What is being asked> From the records below, copy every line that contains the string "ground". Case counts.

— Start of Input material —

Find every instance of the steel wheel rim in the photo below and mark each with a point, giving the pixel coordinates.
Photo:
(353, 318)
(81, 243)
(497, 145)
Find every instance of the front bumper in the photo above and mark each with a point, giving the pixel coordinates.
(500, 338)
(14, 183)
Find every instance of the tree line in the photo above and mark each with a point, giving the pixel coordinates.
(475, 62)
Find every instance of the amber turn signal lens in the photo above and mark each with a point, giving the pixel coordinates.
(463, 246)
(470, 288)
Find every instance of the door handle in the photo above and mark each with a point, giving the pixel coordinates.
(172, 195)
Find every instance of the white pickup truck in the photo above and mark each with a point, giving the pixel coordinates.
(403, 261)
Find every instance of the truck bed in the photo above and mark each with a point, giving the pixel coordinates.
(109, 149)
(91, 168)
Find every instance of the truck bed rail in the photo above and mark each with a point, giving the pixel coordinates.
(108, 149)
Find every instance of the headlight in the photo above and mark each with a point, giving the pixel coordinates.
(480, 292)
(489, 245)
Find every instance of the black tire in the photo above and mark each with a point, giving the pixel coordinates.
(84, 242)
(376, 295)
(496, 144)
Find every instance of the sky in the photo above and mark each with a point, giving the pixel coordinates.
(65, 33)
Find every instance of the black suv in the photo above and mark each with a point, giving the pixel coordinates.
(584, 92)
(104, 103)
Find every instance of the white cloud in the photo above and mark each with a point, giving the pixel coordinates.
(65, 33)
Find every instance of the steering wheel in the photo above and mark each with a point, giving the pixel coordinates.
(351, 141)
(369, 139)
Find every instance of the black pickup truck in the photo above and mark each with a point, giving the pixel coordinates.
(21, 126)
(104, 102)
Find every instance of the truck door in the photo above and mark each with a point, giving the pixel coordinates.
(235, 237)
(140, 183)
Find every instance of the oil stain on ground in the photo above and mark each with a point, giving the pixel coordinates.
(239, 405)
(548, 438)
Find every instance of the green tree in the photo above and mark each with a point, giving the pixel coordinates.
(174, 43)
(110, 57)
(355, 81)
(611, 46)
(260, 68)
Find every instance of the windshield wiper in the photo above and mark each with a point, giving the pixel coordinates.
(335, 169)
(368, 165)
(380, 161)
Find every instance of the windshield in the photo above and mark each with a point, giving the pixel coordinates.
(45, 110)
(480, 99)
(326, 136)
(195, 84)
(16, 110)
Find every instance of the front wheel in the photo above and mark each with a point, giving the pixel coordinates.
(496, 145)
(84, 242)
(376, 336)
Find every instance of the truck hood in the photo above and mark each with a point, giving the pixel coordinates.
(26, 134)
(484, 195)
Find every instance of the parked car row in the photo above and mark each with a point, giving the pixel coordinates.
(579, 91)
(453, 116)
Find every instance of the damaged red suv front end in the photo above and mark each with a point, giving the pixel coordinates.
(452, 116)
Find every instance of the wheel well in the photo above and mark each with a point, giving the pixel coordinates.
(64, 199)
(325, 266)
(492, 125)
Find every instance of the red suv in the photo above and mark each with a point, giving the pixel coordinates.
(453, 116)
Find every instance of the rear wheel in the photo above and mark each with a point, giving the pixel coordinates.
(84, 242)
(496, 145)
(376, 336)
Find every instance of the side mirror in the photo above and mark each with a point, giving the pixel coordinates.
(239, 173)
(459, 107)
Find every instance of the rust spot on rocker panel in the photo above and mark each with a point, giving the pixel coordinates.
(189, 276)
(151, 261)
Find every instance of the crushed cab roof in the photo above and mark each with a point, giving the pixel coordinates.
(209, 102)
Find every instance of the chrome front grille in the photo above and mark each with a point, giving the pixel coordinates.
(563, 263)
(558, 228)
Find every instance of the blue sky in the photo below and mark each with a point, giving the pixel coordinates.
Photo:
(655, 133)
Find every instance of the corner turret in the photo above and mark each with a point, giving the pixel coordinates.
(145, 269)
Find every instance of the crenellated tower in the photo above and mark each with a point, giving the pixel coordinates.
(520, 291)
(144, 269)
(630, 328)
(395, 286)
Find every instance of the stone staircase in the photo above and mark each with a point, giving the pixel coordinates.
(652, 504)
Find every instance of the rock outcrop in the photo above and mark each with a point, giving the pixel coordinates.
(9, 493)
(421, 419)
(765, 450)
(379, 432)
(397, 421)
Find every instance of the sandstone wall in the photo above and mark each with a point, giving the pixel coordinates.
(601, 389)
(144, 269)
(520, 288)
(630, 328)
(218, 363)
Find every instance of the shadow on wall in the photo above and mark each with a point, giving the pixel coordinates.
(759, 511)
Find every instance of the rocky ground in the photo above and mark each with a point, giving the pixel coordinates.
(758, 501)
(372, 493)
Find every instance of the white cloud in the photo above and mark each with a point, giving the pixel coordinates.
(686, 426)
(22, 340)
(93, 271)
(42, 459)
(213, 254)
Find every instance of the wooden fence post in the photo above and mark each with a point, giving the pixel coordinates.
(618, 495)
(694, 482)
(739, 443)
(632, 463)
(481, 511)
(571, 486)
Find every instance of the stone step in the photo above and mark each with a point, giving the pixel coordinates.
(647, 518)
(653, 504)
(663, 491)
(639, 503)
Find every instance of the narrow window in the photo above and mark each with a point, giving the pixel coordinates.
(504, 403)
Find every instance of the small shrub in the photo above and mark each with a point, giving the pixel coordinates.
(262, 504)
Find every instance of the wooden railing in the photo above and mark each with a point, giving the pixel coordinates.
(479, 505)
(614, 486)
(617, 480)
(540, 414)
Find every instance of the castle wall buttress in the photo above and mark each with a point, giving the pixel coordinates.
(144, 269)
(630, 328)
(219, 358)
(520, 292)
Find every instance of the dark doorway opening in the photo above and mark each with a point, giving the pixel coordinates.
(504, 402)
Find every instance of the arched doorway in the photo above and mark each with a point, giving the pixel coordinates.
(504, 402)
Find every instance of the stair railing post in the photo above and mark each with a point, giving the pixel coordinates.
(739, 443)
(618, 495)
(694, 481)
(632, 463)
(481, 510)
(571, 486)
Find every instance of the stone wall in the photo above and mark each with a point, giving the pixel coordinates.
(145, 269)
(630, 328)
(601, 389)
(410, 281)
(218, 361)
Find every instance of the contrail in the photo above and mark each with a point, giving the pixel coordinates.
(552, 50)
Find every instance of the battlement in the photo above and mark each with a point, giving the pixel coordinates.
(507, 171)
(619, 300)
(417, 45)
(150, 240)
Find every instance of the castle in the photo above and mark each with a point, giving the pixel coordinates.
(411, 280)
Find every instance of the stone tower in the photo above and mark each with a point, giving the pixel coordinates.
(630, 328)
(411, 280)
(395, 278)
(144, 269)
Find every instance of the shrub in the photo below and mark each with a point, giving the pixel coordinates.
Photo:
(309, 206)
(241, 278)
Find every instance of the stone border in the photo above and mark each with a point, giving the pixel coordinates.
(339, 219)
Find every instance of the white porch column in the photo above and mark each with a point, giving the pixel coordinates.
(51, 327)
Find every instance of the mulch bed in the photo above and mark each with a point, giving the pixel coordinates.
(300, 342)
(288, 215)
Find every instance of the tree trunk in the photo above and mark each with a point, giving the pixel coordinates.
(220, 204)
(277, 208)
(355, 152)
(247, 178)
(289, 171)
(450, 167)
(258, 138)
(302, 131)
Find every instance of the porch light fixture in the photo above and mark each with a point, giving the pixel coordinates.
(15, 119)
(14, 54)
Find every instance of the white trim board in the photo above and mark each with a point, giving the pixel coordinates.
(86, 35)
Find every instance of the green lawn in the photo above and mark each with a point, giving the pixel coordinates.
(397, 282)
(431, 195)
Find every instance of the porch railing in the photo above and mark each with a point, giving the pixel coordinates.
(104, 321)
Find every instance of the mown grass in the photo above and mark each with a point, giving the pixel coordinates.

— End of Input material —
— Start of Input material —

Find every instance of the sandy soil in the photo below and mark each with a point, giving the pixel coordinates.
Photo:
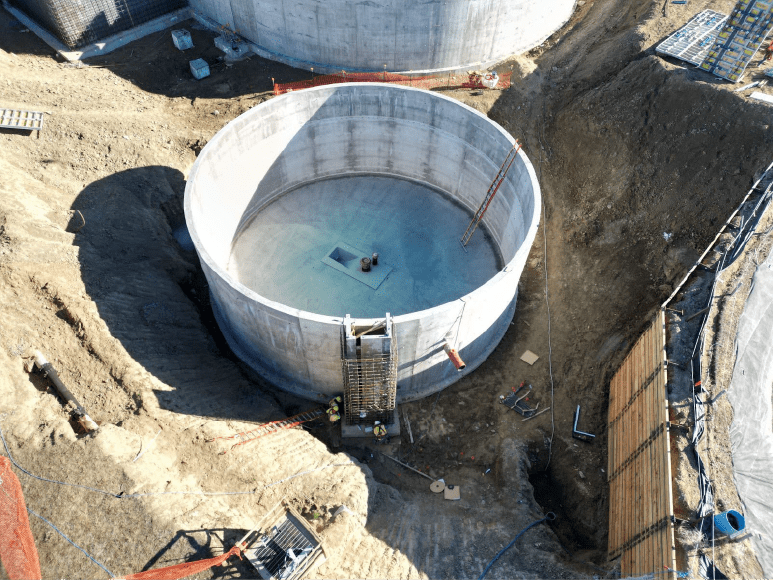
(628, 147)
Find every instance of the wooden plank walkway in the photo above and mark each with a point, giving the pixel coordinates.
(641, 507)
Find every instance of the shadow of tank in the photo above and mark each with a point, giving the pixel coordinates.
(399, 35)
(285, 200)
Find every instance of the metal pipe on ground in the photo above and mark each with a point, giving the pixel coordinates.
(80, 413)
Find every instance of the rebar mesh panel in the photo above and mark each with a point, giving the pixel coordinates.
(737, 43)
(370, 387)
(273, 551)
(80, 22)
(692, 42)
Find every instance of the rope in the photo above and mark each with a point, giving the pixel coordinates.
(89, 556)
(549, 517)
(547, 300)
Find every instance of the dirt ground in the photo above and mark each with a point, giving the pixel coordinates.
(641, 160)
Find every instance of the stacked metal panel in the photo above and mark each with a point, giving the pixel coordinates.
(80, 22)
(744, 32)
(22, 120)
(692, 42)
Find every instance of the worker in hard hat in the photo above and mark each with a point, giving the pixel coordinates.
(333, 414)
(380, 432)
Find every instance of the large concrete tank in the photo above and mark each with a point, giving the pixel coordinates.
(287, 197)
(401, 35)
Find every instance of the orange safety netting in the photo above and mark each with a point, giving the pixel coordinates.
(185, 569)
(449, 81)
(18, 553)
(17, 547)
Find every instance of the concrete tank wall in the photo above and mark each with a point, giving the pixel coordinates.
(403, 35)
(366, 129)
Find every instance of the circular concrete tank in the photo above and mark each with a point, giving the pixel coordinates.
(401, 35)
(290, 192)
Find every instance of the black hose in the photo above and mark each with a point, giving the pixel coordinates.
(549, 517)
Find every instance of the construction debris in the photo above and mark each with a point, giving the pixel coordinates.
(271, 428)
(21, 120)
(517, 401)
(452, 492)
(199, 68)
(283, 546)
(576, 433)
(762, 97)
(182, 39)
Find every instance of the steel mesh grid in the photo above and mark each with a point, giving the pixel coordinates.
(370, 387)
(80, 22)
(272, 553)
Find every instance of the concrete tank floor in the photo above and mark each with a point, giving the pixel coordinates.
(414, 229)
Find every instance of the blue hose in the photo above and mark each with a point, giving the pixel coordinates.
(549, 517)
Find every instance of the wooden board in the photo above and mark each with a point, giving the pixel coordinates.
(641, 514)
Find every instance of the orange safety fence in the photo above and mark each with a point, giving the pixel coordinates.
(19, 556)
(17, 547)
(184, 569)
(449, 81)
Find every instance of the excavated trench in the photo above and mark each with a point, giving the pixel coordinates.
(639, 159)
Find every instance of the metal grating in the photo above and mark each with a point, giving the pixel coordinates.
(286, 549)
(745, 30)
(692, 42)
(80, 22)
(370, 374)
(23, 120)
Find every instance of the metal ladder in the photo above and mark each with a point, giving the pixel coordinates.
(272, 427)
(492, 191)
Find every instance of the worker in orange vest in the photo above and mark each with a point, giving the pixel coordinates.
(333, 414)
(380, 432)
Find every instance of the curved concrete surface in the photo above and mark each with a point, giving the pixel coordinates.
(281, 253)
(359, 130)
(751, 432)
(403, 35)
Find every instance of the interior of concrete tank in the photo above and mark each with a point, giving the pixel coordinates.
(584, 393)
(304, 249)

— End of Input material —

Response to the task>
Find every instance of the oil stain on ground in the photo above and mark each with a point, giving the pixel coordinates.
Find every instance of the rocky ground in the photo above and mark each with a point, giving the pixel coordinates.
Find every instance of the metal pipe on ground in the photo above and mark each with a point, giving the pixel coordinates.
Find every instance of the dirt ground in the photo above and mark each with a point, giving the pixel coordinates.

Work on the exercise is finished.